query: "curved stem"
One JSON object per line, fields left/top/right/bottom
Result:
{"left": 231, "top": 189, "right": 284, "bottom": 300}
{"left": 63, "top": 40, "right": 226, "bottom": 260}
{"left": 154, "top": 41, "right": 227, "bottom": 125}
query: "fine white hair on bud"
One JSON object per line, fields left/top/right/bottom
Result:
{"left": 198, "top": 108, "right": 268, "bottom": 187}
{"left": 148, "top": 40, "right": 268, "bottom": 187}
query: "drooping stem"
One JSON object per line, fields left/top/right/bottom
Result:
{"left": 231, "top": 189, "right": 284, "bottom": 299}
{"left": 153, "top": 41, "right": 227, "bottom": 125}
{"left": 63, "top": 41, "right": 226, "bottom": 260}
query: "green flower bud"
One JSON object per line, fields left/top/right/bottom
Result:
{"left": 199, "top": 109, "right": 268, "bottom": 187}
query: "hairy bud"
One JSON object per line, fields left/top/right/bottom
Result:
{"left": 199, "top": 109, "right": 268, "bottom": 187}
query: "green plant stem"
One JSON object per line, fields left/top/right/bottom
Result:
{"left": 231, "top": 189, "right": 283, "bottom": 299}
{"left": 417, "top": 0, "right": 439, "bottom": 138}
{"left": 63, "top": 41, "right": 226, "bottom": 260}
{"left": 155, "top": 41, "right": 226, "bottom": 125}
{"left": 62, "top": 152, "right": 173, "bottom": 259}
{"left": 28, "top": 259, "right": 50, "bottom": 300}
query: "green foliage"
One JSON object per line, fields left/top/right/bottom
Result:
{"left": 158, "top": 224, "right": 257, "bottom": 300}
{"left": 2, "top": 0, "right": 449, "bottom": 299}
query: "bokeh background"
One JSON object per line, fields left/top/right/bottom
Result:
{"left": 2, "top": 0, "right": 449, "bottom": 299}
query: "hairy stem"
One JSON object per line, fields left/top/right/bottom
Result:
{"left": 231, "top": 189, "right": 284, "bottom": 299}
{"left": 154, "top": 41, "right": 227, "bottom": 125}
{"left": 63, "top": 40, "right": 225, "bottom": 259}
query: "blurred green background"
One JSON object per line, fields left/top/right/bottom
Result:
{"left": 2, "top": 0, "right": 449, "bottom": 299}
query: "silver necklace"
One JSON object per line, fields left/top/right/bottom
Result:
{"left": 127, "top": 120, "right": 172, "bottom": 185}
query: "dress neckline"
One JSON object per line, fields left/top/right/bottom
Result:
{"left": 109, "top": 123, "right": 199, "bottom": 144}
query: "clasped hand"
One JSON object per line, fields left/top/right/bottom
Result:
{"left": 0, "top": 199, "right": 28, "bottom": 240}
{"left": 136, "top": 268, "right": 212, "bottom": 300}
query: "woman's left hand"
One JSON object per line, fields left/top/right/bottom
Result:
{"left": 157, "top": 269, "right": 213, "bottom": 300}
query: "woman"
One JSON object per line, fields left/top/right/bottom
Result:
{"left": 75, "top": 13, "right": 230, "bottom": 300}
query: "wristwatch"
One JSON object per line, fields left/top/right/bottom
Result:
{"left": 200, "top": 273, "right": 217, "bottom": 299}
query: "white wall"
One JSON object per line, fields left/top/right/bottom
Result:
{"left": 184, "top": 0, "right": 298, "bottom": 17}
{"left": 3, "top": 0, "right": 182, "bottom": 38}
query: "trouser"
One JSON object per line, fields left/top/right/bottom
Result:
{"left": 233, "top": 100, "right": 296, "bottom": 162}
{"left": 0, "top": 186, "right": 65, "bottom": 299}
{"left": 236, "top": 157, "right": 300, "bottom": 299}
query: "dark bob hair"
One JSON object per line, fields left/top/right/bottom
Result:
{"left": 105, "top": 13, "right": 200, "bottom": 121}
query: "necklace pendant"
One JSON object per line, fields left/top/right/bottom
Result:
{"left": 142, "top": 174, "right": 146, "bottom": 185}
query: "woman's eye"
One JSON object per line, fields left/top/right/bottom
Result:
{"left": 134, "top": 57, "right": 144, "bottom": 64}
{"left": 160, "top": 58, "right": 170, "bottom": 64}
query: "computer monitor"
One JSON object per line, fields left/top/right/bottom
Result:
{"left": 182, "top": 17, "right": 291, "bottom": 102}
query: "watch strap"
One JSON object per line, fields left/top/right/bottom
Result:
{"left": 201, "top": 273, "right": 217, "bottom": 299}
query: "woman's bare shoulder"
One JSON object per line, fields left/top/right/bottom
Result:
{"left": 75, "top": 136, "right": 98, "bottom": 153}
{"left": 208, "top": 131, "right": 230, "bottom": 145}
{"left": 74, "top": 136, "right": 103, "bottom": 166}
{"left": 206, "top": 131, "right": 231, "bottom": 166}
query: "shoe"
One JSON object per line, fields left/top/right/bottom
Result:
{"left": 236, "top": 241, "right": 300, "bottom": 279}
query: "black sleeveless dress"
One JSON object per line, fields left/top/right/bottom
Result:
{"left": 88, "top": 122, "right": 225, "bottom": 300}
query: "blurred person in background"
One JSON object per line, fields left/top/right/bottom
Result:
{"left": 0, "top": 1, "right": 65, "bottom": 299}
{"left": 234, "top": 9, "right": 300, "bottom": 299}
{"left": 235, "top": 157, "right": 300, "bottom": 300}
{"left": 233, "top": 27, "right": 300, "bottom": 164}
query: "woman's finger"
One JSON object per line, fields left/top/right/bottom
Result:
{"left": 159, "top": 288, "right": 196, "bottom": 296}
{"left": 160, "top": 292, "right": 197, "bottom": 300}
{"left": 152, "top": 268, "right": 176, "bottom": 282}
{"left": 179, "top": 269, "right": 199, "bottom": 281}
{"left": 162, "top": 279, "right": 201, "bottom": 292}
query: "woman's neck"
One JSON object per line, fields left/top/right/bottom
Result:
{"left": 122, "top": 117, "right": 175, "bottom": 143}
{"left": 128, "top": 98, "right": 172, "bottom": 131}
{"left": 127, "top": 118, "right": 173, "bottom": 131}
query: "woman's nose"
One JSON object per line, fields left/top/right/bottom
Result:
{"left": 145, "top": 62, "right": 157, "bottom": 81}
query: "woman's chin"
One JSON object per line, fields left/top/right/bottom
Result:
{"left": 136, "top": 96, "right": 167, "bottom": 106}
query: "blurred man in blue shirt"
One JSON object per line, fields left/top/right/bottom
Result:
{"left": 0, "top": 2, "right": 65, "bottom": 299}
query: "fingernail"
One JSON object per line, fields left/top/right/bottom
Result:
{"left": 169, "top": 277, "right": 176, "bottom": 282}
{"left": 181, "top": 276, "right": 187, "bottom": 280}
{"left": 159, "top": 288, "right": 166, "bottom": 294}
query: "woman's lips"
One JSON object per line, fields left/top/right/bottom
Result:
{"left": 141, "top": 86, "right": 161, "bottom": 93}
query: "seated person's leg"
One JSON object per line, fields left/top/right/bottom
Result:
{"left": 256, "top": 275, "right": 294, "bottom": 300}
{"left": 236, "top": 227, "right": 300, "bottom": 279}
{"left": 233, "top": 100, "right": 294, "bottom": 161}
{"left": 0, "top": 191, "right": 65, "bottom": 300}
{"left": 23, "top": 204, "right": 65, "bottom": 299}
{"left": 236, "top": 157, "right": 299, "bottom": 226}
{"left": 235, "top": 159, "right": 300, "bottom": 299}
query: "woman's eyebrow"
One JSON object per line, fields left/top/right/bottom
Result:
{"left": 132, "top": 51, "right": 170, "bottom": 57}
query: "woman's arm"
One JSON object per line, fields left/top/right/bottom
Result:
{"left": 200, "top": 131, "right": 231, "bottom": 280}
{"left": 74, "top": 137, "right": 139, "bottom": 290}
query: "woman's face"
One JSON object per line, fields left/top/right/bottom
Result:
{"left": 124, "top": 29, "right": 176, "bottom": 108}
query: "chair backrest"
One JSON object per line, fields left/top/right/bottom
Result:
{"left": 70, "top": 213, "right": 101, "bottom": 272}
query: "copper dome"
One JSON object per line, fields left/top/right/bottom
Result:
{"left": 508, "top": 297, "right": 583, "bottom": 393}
...
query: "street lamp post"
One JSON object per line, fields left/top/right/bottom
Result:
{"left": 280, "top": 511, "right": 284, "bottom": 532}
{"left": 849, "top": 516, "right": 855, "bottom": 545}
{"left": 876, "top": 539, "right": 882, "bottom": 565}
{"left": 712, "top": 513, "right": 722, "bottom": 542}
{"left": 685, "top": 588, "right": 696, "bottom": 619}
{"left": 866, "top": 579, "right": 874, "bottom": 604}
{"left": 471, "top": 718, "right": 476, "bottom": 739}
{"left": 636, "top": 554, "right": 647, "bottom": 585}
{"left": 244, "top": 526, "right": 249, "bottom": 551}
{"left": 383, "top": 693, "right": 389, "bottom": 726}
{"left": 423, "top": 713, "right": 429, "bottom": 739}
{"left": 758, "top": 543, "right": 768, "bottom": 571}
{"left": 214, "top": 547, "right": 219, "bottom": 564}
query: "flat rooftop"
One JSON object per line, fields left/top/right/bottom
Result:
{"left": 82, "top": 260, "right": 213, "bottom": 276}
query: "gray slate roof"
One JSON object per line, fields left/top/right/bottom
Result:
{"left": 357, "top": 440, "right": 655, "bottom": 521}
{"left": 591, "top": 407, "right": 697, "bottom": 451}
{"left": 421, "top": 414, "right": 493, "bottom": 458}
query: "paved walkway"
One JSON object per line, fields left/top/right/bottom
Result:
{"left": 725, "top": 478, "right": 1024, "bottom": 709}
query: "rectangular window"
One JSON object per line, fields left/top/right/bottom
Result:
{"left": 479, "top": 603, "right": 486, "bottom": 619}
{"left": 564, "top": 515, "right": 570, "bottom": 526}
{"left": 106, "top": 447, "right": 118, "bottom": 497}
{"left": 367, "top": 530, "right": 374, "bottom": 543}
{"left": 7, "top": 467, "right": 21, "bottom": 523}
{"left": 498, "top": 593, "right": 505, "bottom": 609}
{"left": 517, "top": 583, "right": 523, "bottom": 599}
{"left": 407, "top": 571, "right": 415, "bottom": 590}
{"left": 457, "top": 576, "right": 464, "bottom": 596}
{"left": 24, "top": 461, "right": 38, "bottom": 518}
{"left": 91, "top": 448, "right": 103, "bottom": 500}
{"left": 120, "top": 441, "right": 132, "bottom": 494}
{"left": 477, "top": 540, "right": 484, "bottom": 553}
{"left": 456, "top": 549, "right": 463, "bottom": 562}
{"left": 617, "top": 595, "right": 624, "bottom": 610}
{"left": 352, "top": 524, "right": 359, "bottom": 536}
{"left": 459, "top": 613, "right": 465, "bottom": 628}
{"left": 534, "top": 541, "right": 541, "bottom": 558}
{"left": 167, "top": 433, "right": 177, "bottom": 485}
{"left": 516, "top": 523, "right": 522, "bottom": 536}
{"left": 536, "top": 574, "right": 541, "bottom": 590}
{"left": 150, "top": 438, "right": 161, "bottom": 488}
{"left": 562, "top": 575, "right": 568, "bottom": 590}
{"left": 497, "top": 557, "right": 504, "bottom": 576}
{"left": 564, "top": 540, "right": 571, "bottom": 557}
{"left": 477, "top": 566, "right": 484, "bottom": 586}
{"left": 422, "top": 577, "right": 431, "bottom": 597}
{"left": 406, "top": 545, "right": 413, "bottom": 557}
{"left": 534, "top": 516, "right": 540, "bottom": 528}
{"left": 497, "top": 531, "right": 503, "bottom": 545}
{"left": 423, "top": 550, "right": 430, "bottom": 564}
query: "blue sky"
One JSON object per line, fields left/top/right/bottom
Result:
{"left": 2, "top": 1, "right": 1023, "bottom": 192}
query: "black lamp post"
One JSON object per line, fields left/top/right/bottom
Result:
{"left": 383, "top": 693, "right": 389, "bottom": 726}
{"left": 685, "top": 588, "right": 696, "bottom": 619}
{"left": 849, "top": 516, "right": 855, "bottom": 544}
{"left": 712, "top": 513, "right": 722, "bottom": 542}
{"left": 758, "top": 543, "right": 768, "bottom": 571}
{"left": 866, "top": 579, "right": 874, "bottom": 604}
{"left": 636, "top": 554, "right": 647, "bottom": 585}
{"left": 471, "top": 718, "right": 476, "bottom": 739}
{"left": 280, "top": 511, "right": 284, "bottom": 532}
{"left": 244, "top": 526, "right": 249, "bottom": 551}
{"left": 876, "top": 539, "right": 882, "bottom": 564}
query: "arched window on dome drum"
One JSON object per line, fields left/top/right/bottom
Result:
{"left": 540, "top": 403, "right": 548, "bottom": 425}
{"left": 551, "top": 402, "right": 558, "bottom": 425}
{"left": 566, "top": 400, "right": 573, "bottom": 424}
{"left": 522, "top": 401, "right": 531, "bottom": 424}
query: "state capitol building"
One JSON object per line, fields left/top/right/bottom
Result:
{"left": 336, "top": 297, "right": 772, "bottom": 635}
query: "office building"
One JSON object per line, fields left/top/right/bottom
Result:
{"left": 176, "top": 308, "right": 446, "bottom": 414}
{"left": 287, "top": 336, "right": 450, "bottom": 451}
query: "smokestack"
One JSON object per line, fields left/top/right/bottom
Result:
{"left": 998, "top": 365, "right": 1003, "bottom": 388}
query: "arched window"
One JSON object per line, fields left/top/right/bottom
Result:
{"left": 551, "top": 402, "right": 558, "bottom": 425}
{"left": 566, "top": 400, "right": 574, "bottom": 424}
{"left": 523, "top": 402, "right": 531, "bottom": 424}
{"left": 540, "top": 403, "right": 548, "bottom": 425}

Task prompt: Check each line of the listing for "white", and copy the ones that hold it.

Exercise response:
query: "fine white hair on bud"
query: "white wall"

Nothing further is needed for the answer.